§ **Short exercise 1**:
Reproduce the stretch of the passage on filename prefixes from "In this script" through "the following semantics." word for word.

§ **Selection**:
::::::::

It's possible that I'm misunderstanding what you're asking here, but as stated I think that this question has some subtleties to it and requires a relatively sophisticated solution, i.e. I don't know how simple a script can be that will do what you want. For example, let's look carefully at your example list of files:
aaa.txt
temp-203981.log
temp-098723.log
temp-123197.log
temp-734692.log
test1.sh
test2.sh
test3.sh
According to your question, you want the prefixes extracted from this list to be temp
and test
, where aaa
is excluded since there is only one file with aaa
as a prefix and your example threshold is three. But why isn't te
a prefix, since there are 7 files that start with te
? Or, since it seems that you want to first group the files based on their filename suffixes, why is one of the new subdirectories not t.log
or temp-.log
instead of temp.log
? I hope this discussion makes clear that if you really want your program to determine the potential prefixes on its own without taking a list of prefixes as an argument, then there are some ambiguities in your question statement that need to be resolved (and some corresponding choices that need to be made).
Here is a Python script that uses a simple trie data structure to search for the longest matching prefixes satisfying a few constraints (which can be supplied as arguments):
#!/usr/bin/env python2
# -*- coding: ascii -*-
"""
trieganize.py
Use the trie data structure to look for prefixes of filenames in a given
directory and then reorganiz those files into subdirectories based on
those prefixes.
In this script the trie data structure is just a dictionary of the
following form:
trie = {
"count": integer,
"children": dictionary,
"leaf": boolean
}
Where the dictionary keys have the following semantics.
count:
stores the number of total descendents of the given trie node
children:
stores the child trie nodes of the given node
leaf:
denotes whether this trie corresponds to the final character in a word
"""

::::::::

[Extracted records]
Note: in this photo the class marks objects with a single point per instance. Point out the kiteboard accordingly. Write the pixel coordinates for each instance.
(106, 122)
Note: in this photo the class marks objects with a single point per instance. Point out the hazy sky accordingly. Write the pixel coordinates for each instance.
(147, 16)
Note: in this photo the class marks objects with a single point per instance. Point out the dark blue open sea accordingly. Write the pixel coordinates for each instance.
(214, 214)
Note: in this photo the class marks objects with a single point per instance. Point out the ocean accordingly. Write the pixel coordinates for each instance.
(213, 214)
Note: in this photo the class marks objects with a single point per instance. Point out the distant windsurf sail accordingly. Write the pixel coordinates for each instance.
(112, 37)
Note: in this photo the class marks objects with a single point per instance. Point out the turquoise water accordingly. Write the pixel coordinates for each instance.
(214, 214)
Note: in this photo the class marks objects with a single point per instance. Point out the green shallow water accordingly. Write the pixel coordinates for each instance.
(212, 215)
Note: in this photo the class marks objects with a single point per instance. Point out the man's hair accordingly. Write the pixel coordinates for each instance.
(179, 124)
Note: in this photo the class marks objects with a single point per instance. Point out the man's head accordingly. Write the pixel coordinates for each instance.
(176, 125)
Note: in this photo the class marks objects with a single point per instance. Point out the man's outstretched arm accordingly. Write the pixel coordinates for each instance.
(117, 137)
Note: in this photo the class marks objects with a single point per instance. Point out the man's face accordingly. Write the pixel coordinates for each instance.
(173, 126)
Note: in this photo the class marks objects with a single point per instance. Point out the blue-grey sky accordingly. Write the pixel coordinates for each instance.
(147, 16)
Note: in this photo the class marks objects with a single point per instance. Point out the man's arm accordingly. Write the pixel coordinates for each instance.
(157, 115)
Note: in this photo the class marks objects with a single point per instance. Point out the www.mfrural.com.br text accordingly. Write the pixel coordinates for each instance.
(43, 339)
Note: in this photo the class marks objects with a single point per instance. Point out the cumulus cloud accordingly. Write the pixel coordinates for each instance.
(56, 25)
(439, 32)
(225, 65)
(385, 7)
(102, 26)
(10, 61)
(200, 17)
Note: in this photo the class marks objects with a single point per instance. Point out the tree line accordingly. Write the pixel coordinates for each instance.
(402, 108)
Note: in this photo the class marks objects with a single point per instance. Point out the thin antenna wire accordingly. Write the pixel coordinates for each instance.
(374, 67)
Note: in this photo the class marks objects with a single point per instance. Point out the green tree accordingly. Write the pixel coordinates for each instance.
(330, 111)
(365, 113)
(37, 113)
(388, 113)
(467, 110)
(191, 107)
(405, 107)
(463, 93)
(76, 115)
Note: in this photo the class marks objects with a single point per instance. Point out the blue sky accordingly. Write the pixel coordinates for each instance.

::::::::

§ **Short exercise 2**:
Collect every line of the records that contains the word "water", treating uppercase and lowercase as different.

§ **Expected answer 1**:
In this script the trie data structure is just a dictionary of the
following form:
trie = {
"count": integer,
"children": dictionary,
"leaf": boolean
}
Where the dictionary keys have the following semantics.

§ **Expected answer 2**:
Note: in this photo the class marks objects with a single point per instance. Point out the turquoise water accordingly. Write the pixel coordinates for each instance.
Note: in this photo the class marks objects with a single point per instance. Point out the green shallow water accordingly. Write the pixel coordinates for each instance.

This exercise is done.